Short exercise :: Identify each line in the records below that contains the string "hair", and copy every such line in full.

━━ Records to process

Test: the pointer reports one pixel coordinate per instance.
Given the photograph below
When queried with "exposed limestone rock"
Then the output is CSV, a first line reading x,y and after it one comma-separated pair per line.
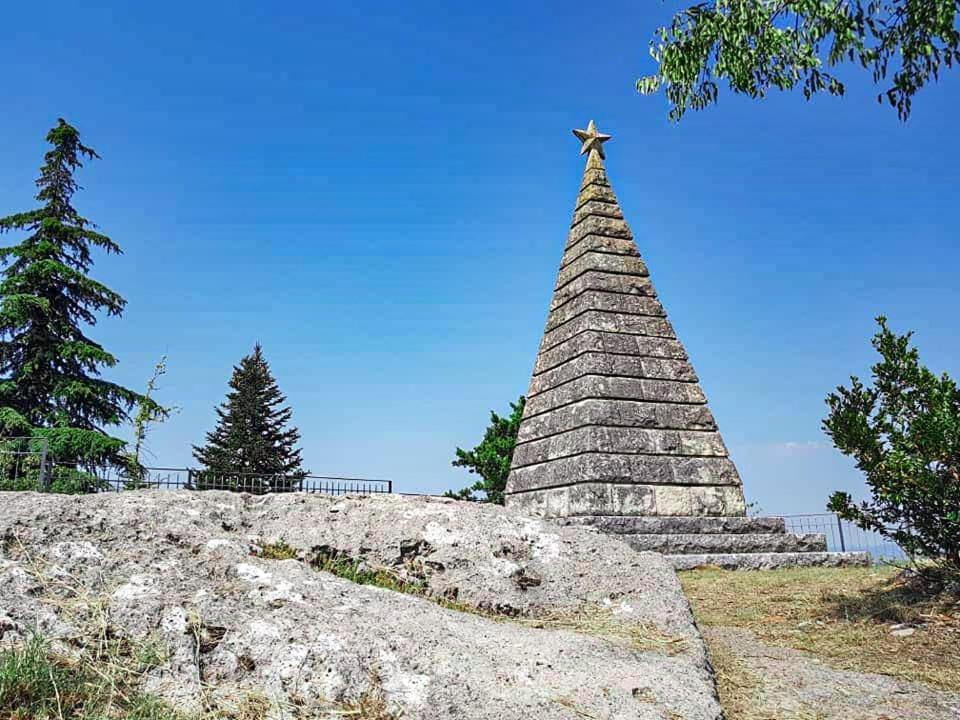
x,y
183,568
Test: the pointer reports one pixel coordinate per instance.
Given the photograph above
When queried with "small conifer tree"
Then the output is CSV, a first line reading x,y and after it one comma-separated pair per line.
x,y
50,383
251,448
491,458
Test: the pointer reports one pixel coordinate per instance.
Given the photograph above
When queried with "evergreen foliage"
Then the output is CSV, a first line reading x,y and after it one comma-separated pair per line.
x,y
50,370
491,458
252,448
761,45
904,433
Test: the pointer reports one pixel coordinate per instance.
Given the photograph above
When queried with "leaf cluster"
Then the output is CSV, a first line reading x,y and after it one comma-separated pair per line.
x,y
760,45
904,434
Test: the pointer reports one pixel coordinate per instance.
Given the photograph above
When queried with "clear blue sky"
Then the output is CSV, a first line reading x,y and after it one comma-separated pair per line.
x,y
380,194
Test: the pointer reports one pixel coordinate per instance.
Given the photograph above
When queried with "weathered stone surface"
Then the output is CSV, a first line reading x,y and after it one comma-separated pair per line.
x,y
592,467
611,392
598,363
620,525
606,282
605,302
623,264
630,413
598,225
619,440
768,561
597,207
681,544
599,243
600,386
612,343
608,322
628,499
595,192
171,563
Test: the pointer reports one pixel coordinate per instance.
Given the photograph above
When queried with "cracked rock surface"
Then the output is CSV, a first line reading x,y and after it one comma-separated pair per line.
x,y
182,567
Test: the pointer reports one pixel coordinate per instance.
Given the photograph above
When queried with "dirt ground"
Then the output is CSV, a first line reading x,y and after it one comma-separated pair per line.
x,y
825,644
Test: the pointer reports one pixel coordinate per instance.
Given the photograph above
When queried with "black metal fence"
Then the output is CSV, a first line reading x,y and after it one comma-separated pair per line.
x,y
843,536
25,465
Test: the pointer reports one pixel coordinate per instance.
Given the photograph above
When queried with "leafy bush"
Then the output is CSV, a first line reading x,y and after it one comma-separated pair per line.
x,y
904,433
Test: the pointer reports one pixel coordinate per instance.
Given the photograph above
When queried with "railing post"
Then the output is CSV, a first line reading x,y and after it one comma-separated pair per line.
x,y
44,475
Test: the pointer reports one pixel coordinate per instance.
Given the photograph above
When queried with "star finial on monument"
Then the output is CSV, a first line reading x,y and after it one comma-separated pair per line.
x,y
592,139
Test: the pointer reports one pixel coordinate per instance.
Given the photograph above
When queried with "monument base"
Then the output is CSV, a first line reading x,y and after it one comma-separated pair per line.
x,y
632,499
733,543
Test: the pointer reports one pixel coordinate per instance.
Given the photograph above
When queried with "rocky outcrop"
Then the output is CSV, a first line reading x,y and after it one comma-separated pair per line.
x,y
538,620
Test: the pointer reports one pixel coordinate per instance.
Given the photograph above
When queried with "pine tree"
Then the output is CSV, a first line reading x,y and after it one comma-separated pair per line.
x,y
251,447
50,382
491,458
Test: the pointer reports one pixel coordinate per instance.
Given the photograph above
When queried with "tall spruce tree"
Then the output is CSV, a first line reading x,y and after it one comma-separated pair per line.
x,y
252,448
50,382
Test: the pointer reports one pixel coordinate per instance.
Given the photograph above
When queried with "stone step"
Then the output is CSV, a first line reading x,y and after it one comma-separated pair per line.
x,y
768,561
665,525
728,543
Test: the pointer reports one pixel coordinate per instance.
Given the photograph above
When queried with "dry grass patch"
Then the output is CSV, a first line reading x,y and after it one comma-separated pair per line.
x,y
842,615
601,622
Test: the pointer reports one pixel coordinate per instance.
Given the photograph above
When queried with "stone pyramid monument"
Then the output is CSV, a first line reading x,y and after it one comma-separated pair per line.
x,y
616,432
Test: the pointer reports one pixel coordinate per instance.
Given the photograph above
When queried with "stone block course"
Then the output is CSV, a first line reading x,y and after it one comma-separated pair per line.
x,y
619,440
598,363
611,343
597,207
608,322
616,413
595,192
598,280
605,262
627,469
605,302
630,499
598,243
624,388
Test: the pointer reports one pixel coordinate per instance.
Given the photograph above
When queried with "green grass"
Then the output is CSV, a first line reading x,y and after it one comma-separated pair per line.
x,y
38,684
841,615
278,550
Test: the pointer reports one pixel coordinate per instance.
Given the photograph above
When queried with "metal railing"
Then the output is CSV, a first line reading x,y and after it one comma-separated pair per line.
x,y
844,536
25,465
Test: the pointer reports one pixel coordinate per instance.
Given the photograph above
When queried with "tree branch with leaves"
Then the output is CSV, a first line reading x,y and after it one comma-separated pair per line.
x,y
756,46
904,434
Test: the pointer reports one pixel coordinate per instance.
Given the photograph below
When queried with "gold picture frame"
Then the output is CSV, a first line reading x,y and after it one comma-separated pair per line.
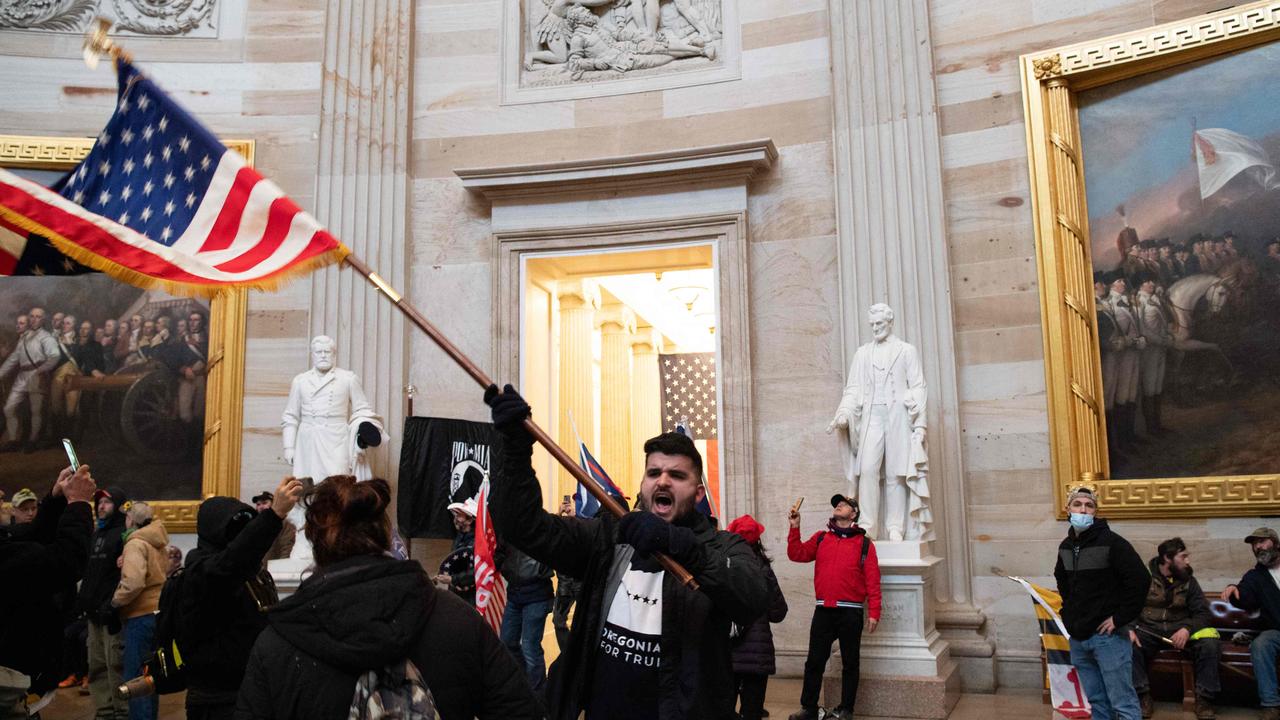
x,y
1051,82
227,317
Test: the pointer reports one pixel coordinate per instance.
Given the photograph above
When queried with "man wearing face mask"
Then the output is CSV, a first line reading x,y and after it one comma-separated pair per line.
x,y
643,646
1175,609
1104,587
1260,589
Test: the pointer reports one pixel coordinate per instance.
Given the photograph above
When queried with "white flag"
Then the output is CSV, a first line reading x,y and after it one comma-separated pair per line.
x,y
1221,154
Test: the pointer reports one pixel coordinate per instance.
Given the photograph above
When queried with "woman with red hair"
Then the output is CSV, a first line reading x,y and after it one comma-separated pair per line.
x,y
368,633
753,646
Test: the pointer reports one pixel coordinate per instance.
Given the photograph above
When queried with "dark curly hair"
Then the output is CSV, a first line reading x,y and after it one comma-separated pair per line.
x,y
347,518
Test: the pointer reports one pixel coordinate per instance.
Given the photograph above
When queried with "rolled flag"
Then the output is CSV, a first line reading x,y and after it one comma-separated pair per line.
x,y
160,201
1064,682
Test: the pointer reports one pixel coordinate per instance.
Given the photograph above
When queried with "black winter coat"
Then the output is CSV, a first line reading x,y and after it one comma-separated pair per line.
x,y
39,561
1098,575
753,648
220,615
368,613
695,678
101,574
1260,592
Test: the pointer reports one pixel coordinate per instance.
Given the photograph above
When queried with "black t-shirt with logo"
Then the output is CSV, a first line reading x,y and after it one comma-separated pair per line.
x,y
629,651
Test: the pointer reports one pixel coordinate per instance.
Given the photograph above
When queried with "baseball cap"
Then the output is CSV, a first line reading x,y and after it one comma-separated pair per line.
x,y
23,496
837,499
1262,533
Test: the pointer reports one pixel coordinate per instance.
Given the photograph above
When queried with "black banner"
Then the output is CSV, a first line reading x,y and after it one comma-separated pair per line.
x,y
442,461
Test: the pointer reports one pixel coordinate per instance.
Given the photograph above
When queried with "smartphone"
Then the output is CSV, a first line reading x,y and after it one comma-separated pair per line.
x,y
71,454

━━━━
━━ Records to process

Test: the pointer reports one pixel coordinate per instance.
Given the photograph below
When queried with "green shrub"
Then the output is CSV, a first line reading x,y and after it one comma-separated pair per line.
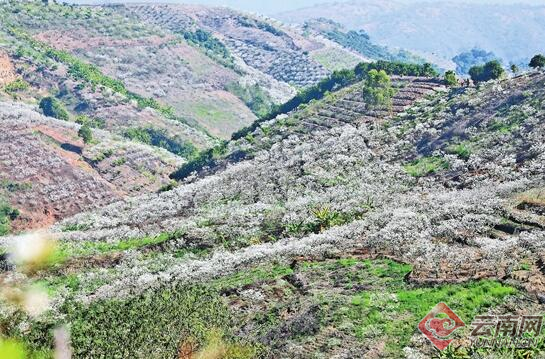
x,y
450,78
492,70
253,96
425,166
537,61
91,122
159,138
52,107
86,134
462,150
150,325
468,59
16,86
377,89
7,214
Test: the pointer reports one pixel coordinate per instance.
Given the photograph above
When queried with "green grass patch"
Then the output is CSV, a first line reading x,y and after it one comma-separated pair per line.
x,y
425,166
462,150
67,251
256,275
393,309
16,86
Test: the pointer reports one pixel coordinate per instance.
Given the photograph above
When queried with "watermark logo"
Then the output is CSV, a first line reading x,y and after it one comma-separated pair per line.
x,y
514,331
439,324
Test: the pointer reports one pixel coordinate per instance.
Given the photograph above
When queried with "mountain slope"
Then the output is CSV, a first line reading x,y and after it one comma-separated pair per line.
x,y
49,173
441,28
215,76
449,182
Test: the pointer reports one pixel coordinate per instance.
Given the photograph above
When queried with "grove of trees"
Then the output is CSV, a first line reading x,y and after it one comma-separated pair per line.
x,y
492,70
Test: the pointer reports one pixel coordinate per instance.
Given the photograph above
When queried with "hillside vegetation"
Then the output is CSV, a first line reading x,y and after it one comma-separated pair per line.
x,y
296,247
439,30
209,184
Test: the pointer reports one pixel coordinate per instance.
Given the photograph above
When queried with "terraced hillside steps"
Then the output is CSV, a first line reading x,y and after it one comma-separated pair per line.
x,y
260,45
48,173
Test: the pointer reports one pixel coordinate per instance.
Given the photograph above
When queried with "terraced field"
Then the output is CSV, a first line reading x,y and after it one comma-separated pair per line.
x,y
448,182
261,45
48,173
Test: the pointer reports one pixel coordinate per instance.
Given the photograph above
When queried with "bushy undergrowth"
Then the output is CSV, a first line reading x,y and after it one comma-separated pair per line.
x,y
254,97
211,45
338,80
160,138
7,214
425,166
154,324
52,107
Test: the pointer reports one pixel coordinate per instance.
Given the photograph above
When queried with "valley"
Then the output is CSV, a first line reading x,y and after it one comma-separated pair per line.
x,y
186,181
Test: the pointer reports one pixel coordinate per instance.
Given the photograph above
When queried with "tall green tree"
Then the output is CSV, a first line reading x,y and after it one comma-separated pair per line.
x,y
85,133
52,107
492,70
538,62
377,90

━━━━

Answer in full ::
When queried with "woman with red hair"
When queried with "dark curly hair"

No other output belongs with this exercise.